• **ABOUT THIS TASK**: From the first line to the last, copy the data below word for word.

Point localization data
----

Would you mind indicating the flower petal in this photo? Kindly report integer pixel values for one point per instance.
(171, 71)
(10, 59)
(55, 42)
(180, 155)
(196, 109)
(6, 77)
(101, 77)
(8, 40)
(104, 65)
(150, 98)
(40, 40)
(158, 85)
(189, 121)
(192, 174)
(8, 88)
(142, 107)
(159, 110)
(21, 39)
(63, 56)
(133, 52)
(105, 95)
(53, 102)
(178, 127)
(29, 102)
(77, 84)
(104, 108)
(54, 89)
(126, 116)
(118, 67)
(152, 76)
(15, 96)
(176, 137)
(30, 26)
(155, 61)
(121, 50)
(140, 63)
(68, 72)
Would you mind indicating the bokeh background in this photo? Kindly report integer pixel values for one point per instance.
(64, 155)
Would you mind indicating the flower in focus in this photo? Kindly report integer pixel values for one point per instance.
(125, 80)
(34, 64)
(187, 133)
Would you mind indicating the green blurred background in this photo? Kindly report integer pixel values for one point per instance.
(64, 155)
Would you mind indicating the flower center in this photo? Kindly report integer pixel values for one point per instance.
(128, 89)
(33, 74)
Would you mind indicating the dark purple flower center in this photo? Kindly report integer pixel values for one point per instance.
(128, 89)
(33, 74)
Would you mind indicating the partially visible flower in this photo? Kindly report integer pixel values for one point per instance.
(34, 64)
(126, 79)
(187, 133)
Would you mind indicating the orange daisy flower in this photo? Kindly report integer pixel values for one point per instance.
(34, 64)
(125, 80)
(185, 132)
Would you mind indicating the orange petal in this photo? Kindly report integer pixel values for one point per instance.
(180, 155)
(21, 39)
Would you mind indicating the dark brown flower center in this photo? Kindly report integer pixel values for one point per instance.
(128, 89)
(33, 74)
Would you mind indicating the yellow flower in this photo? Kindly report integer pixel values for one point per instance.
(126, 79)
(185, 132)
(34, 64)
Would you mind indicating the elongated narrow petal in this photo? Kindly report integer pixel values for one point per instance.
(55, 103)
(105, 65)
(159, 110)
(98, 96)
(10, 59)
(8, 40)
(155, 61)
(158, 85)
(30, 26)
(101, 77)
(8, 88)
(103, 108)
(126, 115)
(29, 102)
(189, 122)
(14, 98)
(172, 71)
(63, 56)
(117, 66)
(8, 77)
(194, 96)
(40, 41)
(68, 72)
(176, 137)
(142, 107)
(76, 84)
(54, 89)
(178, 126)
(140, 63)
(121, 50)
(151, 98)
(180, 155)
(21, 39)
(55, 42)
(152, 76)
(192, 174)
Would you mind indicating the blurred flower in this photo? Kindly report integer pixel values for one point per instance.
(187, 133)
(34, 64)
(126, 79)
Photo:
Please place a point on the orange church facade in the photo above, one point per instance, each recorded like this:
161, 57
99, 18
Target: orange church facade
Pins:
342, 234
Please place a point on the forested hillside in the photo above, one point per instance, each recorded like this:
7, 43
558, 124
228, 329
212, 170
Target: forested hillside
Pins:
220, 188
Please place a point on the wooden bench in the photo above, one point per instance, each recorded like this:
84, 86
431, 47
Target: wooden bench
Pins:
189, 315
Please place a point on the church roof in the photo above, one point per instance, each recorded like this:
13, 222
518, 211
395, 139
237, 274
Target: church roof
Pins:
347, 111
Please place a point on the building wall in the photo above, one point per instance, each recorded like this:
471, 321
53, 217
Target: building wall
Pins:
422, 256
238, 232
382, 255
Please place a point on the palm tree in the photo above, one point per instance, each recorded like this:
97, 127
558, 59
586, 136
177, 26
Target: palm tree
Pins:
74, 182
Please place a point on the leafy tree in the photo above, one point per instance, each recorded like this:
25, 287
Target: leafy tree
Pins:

----

• **REPLY**:
Would you mind indicating the flower petal in this photo? Kindly report integer pixel values for one point per instance.
(171, 71)
(10, 59)
(55, 42)
(180, 155)
(196, 109)
(6, 77)
(101, 77)
(8, 40)
(104, 65)
(150, 98)
(40, 40)
(158, 85)
(189, 121)
(192, 174)
(8, 88)
(142, 107)
(159, 110)
(21, 39)
(63, 56)
(133, 52)
(105, 95)
(53, 102)
(178, 127)
(29, 102)
(77, 84)
(104, 108)
(54, 89)
(126, 116)
(118, 67)
(152, 76)
(15, 96)
(176, 137)
(30, 26)
(155, 61)
(121, 50)
(140, 63)
(68, 72)
Would you mind indicating the bokeh background in this photo? Kindly report integer pixel values for one point per instance.
(64, 155)
Would you mind indicating the flower in focus in this photo? Kindly report integer pixel values for one point per instance.
(125, 80)
(34, 64)
(187, 133)
Would you mind indicating the green blurred background in this photo? Kindly report integer pixel values for one point per instance.
(64, 155)
Would you mind indicating the flower center in this photo? Kindly report integer pixel values for one point per instance.
(128, 89)
(33, 74)
Would you mind indicating the dark purple flower center in this photo? Kindly report integer pixel values for one point per instance.
(128, 89)
(33, 74)
Would you mind indicating the partially visible flower in this photo? Kindly report integer pixel values for one point per instance.
(34, 64)
(126, 79)
(187, 133)
Would you mind indicating the orange daisy flower in this photo? Kindly report integer pixel values for one point per instance.
(34, 64)
(125, 80)
(185, 132)
Would you mind indicating the orange petal in this photo? Kindly report integer pixel values for one point per instance.
(180, 155)
(21, 39)
Would you mind indicating the dark brown flower center in this photo? Kindly report integer pixel values for one point per instance.
(128, 89)
(33, 74)
Would you mind indicating the yellow flower in this photo? Kindly report integer pixel values for one point per instance.
(126, 79)
(185, 132)
(34, 64)
Would you mind indicating the elongated narrow petal in this photo? Kindly report integer pixel values for one point per instance.
(55, 103)
(105, 65)
(159, 110)
(98, 96)
(10, 59)
(8, 40)
(155, 61)
(158, 85)
(30, 26)
(101, 77)
(8, 88)
(103, 108)
(126, 115)
(29, 102)
(189, 122)
(14, 98)
(172, 71)
(63, 56)
(117, 66)
(8, 77)
(194, 96)
(40, 41)
(68, 72)
(176, 137)
(142, 107)
(76, 84)
(54, 89)
(178, 126)
(140, 63)
(121, 50)
(151, 98)
(180, 155)
(21, 39)
(55, 42)
(152, 76)
(192, 174)
Would you mind indicating the blurred flower in this photo? Kindly report integer pixel values for one point per instance.
(187, 133)
(34, 64)
(126, 79)
Photo:
Please place a point on the orange church facade in the photo above, one point per instance, each recorded like this:
161, 57
99, 18
Target: orange church facade
Pins:
342, 234
Please place a point on the forested hillside in the photo above, one point per instance, each recorded like this:
7, 43
558, 124
228, 329
212, 170
Target: forested hillside
Pins:
220, 188
Please place a point on the wooden bench in the photo above, one point per instance, each recorded like this:
84, 86
431, 47
Target: wooden bench
Pins:
189, 315
Please place a point on the church roof in the photo above, one point per instance, each recorded like this:
13, 222
518, 211
395, 139
237, 274
Target: church roof
Pins:
347, 111
Please place a point on the building wall in the photo above, one point per instance, each recorded like this:
471, 321
53, 217
Target: building wall
Pins:
422, 256
238, 232
382, 255
Please place a point on the palm tree in the photo above, one point per instance, each recorded like this:
97, 127
558, 59
586, 136
177, 26
Target: palm tree
Pins:
74, 182
Please place a point on the leafy tree in the photo above, one point per instance, each recorded like this:
25, 287
Target: leafy tree
Pins:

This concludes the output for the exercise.